[Opening RECORDS SHOWN section]

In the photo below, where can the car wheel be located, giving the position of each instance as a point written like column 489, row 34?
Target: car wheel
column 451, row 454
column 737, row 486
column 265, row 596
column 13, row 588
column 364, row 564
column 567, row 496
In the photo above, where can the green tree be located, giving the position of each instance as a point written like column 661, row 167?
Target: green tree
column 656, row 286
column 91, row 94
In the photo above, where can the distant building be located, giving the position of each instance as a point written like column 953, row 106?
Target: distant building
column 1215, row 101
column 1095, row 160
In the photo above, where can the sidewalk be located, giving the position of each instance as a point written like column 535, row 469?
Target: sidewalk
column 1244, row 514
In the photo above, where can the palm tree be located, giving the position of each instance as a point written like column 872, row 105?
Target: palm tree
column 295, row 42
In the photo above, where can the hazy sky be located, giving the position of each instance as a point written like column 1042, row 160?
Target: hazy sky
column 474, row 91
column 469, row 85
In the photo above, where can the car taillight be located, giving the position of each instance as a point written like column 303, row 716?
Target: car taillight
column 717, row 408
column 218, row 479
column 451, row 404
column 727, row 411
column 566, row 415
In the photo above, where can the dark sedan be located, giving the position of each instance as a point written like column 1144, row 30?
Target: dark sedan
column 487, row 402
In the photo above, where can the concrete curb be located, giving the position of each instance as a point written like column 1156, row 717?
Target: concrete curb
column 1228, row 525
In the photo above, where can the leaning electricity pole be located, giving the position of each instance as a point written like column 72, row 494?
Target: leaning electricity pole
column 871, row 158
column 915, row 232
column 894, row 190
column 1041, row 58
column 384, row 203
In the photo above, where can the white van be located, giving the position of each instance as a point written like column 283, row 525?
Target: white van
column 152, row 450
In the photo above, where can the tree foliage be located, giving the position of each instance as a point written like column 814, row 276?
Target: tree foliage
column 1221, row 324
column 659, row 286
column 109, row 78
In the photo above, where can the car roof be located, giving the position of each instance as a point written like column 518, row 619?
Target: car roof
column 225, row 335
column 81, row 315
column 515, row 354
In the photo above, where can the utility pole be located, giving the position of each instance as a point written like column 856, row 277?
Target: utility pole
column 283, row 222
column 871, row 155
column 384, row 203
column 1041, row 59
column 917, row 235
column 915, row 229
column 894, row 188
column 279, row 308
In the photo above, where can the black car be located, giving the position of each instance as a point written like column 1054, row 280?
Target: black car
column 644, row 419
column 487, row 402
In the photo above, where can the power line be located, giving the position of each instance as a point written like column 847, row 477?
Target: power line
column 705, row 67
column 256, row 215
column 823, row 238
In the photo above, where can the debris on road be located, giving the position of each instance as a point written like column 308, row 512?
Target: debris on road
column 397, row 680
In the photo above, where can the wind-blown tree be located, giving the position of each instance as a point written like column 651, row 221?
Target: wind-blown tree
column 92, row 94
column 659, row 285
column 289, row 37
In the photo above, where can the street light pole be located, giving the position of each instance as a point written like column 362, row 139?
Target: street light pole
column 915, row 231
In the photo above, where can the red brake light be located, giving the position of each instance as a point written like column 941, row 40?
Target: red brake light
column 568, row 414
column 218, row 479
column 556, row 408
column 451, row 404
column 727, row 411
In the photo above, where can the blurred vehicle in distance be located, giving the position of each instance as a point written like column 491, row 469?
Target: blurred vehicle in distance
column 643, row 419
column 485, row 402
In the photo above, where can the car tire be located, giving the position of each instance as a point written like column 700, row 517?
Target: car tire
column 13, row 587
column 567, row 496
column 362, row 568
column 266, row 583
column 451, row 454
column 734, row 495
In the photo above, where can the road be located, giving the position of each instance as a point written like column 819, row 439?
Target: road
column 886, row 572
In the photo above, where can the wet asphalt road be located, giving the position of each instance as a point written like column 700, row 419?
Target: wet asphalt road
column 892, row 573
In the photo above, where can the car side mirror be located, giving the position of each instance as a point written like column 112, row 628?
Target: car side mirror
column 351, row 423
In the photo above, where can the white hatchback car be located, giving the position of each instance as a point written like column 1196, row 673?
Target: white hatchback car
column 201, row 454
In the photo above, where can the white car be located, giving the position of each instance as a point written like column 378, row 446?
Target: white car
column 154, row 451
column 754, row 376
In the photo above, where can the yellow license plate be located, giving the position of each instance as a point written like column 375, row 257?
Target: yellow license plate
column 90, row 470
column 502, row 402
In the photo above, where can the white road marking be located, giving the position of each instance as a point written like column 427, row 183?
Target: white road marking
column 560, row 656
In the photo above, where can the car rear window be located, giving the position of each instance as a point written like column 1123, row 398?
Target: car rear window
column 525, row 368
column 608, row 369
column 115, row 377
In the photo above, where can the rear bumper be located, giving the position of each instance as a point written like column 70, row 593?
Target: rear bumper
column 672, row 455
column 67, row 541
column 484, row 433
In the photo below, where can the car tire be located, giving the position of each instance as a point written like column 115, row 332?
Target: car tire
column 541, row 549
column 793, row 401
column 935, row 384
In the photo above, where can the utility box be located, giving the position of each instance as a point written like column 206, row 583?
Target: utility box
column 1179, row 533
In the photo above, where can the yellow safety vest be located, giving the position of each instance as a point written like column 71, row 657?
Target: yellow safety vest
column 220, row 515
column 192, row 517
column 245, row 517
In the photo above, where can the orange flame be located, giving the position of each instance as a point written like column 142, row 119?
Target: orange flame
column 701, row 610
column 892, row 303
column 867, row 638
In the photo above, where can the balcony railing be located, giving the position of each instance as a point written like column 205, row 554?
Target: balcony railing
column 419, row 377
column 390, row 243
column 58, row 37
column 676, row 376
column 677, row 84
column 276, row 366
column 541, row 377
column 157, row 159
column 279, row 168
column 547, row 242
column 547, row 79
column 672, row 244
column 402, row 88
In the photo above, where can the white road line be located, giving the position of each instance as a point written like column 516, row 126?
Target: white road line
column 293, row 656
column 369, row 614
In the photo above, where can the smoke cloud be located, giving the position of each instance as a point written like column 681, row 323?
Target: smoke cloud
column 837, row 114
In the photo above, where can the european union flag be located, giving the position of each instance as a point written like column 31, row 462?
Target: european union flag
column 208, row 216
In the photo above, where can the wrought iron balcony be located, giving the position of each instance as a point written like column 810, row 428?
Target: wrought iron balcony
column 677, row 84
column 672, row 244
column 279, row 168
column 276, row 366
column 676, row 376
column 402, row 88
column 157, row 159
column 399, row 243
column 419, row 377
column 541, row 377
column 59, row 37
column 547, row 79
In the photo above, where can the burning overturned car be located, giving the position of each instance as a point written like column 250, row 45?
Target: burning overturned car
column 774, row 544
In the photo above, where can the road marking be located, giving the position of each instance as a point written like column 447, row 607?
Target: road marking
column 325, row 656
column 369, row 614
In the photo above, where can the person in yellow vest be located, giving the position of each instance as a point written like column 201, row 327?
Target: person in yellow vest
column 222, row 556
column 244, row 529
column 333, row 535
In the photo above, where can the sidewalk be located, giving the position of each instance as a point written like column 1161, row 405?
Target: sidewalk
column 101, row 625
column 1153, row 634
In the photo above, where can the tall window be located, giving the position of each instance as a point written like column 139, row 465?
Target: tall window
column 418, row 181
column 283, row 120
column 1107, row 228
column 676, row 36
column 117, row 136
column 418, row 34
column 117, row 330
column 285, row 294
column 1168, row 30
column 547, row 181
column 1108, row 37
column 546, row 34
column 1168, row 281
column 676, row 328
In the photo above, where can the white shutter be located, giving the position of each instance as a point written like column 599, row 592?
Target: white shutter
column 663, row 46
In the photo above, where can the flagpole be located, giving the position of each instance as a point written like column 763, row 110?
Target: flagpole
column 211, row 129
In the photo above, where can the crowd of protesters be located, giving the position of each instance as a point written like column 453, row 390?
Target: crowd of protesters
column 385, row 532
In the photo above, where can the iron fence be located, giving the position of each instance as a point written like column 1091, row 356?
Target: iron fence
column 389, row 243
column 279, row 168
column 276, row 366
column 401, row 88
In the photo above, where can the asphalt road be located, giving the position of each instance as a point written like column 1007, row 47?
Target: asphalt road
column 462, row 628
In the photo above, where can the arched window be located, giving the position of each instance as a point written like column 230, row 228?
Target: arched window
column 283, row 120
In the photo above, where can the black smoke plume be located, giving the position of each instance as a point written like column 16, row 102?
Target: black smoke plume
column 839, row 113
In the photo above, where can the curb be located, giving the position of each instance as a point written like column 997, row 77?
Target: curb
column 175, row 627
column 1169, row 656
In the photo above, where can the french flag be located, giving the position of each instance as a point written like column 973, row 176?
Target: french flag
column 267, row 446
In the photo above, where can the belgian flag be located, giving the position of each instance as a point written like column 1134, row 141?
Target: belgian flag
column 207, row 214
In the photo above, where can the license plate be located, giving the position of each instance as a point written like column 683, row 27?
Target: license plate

[Closing RECORDS SHOWN section]

> PROBLEM
Within the entries above, find the string "below" and return each line that holds it.

> TASK SOLUTION
In the photo below, where can the car wheel be located, giving the position of each instance as a point written like column 489, row 34?
In the photo below, where can the car tire be located, giving the position of each instance as a point written like column 115, row 332?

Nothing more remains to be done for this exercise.